● **REQUIREMENTS**: Can you write out all the rows below with "top-left corner" changed to "upper-left corner", keeping everything else the same and leaving out the pictures?

===== SUPPLIED DATA =====

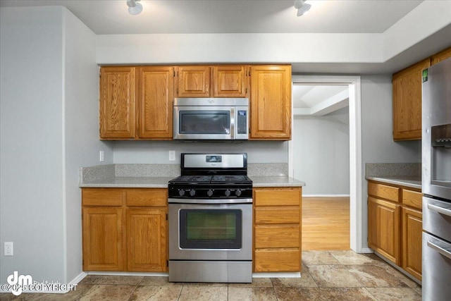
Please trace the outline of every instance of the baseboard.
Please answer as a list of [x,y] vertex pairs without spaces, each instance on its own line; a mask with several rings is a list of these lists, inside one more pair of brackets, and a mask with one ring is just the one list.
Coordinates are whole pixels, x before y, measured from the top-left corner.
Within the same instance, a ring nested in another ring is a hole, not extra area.
[[374,253],[373,249],[370,249],[369,247],[362,247],[360,252],[361,253]]
[[88,271],[88,275],[101,276],[146,276],[149,277],[167,277],[168,273],[157,272],[130,272],[130,271]]
[[301,278],[300,272],[252,273],[252,278]]
[[350,197],[350,195],[302,195],[302,197]]

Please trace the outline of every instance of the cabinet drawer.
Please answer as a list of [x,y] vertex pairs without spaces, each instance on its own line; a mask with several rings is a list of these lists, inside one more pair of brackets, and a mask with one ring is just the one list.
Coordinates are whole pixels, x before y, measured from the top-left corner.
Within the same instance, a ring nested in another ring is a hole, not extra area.
[[299,247],[299,226],[256,226],[255,248]]
[[255,206],[300,206],[300,188],[268,188],[254,190]]
[[168,193],[166,189],[126,190],[127,206],[166,207]]
[[412,207],[418,209],[422,209],[423,194],[417,191],[402,190],[402,204]]
[[300,271],[299,250],[256,250],[254,256],[254,271]]
[[83,206],[122,206],[122,190],[118,188],[82,188]]
[[299,207],[287,208],[256,208],[255,223],[297,223],[301,220]]
[[396,187],[369,182],[368,194],[392,202],[400,202],[400,188]]

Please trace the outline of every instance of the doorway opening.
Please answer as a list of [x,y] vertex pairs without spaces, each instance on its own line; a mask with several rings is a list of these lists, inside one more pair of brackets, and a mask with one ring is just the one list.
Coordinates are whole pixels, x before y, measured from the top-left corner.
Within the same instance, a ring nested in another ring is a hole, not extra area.
[[[357,253],[362,251],[362,138],[360,121],[360,77],[328,75],[293,75],[292,83],[309,85],[345,85],[349,93],[349,187],[350,187],[350,243]],[[293,118],[294,120],[294,118]],[[288,143],[288,166],[294,177],[295,152],[292,140]],[[300,179],[303,180],[303,179]],[[309,183],[307,182],[307,185]]]

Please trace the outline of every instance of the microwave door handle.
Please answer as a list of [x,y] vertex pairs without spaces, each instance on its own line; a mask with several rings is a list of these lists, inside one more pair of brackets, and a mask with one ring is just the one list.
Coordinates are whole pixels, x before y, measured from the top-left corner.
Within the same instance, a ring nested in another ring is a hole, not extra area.
[[448,248],[444,246],[440,246],[438,245],[435,245],[435,243],[430,241],[428,241],[427,245],[428,245],[428,247],[429,247],[432,250],[434,250],[438,252],[442,255],[451,259],[451,252],[450,252],[450,250]]
[[428,204],[428,209],[441,214],[451,216],[451,210],[447,208],[443,208],[440,206],[434,205],[433,204]]
[[235,139],[235,130],[237,130],[237,127],[235,126],[235,121],[237,120],[237,116],[235,116],[237,110],[235,110],[235,106],[230,107],[230,139]]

=====

● **ANSWER TO THE EXERCISE**:
Please trace the outline of every instance of the baseboard.
Please answer as a list of [x,y] vertex pairs without spaces, each instance on its own line; a mask with several rings is a list of these lists, inside one more pair of brackets, and a mask with one ring is just the one list.
Coordinates are whole pixels, x before y, measured from the upper-left corner.
Within the same instance, a ring nested in another ring is a hole, not extra area.
[[374,253],[373,249],[370,249],[369,247],[362,247],[360,252],[361,253]]
[[88,271],[88,275],[101,276],[146,276],[149,277],[167,277],[168,273],[157,272],[130,272],[130,271]]
[[301,278],[300,272],[252,273],[252,278]]
[[350,197],[350,195],[302,195],[302,197]]

Please trace the outline of every instance of the cabinet drawer.
Please answer as a list of [x,y] vertex pairs without spaces, each instance on its own line; a mask with several rings is a list of these lists, inside one more pair of brackets, and a mask with one ring is just the one list.
Coordinates are whole pixels, x before y, measured from the upper-left corner.
Within the same instance, a ring nested in another ring is a hole, not extra area.
[[299,247],[299,226],[256,226],[255,248]]
[[255,206],[300,206],[300,188],[268,188],[254,190]]
[[168,193],[166,189],[126,190],[127,206],[166,207]]
[[412,207],[418,209],[422,209],[423,194],[417,191],[402,190],[402,204]]
[[300,271],[299,250],[256,250],[254,256],[254,271]]
[[83,206],[122,206],[122,190],[118,188],[82,188]]
[[299,207],[287,208],[256,208],[255,223],[297,223],[301,220]]
[[396,187],[369,182],[368,194],[392,202],[400,202],[400,188]]

Please trace the outline of every instance of the doorway opening.
Please answer as a list of [x,y] vertex pairs without spaces, each instance on its own line; a mask with several rings is a list of these lists, inside one more pair of brackets, and a mask with one ring is just the one list.
Coordinates are whole pixels, x before y, measured from the upper-left corner.
Within the same instance, a ring nested in another ring is a hole, not extra area.
[[[357,253],[362,251],[362,138],[360,121],[360,77],[328,75],[293,75],[292,83],[309,85],[345,85],[349,93],[349,187],[350,187],[350,243]],[[293,118],[294,120],[294,118]],[[288,143],[288,166],[294,177],[295,152],[292,140]],[[300,179],[303,180],[303,179]],[[309,183],[307,182],[307,185]]]

Please trace the outline of every instance of the microwave door handle.
Please answer as a list of [x,y] vertex pairs without spaces, each instance on its own line; a mask with several rings is a list of these lists, inside one more pair of brackets, and a mask with one ring is just the one list.
Coordinates are whole pixels, x before y, measured from the upper-left corner.
Within the same instance, a ring nested in another ring is a hole, not extra area.
[[448,248],[444,246],[440,246],[438,245],[435,245],[435,243],[430,241],[428,241],[427,245],[428,245],[428,247],[429,247],[432,250],[434,250],[438,252],[442,255],[451,259],[451,252],[450,252],[450,250]]
[[428,204],[428,209],[441,214],[451,216],[451,210],[447,208],[443,208],[440,206],[434,205],[433,204]]
[[235,139],[235,130],[237,130],[237,127],[235,126],[235,121],[237,120],[237,116],[235,116],[237,110],[235,110],[235,106],[230,107],[230,139]]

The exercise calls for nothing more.